◆ TASK DATA:
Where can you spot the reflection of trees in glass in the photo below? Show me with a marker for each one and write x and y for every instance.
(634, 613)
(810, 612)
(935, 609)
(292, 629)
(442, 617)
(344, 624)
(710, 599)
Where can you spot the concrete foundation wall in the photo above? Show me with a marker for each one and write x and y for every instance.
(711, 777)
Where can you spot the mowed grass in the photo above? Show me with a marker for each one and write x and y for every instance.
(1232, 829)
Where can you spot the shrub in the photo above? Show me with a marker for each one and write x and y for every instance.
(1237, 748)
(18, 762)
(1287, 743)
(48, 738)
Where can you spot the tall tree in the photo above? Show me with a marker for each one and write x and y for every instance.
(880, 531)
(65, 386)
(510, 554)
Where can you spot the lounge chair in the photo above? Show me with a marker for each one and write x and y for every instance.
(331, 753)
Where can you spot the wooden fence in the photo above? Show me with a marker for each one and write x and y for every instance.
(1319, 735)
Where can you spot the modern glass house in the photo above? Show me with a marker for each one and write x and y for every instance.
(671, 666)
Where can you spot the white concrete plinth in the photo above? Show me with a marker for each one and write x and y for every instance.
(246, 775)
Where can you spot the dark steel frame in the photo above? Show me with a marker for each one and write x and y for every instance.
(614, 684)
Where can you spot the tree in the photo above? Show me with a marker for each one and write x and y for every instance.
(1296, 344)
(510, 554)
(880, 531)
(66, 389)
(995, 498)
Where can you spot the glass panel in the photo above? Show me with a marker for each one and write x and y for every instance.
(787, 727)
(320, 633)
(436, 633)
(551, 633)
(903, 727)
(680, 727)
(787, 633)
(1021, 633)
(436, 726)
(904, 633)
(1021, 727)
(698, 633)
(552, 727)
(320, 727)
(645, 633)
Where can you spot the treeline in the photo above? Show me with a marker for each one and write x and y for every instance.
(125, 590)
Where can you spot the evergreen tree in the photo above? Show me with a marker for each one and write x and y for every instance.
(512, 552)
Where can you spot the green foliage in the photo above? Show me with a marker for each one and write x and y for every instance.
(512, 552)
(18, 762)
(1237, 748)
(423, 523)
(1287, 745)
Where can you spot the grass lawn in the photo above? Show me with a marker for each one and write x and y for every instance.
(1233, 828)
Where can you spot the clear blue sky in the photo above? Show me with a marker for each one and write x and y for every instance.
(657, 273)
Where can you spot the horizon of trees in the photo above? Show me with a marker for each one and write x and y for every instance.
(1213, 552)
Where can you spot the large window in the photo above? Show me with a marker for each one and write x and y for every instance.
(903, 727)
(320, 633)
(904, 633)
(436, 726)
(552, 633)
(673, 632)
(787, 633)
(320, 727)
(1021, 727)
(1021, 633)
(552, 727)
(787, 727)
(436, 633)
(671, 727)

◆ EXERCISE PROMPT: Repeat the whole listing verbatim.

◆ SOLUTION:
Where can you spot the reflection of trees in glass in the photo below? Show me with a marker for each one and write x and y for every instance.
(634, 613)
(810, 612)
(935, 609)
(292, 629)
(442, 617)
(344, 624)
(710, 599)
Where can you spot the concrete foundation wall in the photo above? Show me with a marker for each one and write x and y for every instance.
(711, 777)
Where can you spot the mowed grass in the photo above? Show me with a marker for each one and write x and y for every instance.
(1232, 829)
Where can you spot the shrub in the photo above? Show me with a marker for each one and write x and y for every instance.
(1237, 748)
(18, 762)
(1287, 743)
(48, 738)
Where can you spot the tall tree in the photo above? Show me with a marker for each one and write x and y for every instance.
(880, 531)
(65, 386)
(510, 554)
Where can you spot the lounge chair in the photo above? Show me with a marker for each one and write x and y for every instance.
(331, 753)
Where can you spot the wooden fence in the photo above? Show me with a marker for each one and write x and y for every instance.
(1319, 735)
Where can you spot the modern glass house in the photo above? Show me with a marker for each one and write x and y for every instance.
(671, 666)
Where can you spot the white concrete plinth in the photo above? Show me with a marker for each one and write x and y for every instance.
(246, 775)
Where can you spot the dark steel frame in the photo above? Show me with a marker for each one and write x and y for every instance.
(614, 684)
Where can you spot the tree in the photo above? Show me with a marker for each one and write x and y for every instance.
(1296, 344)
(510, 554)
(880, 531)
(66, 389)
(995, 498)
Where can you spot the glass panel in the photo above? Show me with a marker for each one and write x and y for every instance.
(787, 727)
(320, 633)
(436, 633)
(551, 633)
(903, 727)
(680, 727)
(787, 633)
(1021, 633)
(436, 726)
(904, 633)
(1021, 727)
(698, 633)
(552, 727)
(320, 727)
(645, 633)
Where can you spot the treeline in the photo above? Show me with a marker for each one and write x and y for every instance.
(125, 590)
Where can you spot the evergreen tree in the photo above? Show me with a marker for each one and write x and y for every instance.
(512, 552)
Where can you spot the green foliage in the photo above? Show me with a marker for each one and write x and y for every instance.
(512, 552)
(18, 762)
(1237, 748)
(423, 523)
(1287, 745)
Where can you spot the grass lawn in the photo above? Show me with a marker for each one and write x and y for every instance.
(1233, 828)
Where can you spot the clear blue sky in the photo above? Show me with a marker for each one and write x and y for every instance.
(657, 273)
Where can you spot the horizon of trees in the photo above? Show me with a marker for each one and write x and y for every instance.
(1213, 552)
Where can you spot the large window in the photo above? Show me with a marker for each one and write x and y for every instance.
(903, 727)
(320, 633)
(904, 633)
(436, 726)
(552, 633)
(673, 632)
(787, 633)
(320, 727)
(1021, 727)
(1021, 633)
(552, 727)
(787, 727)
(436, 633)
(671, 727)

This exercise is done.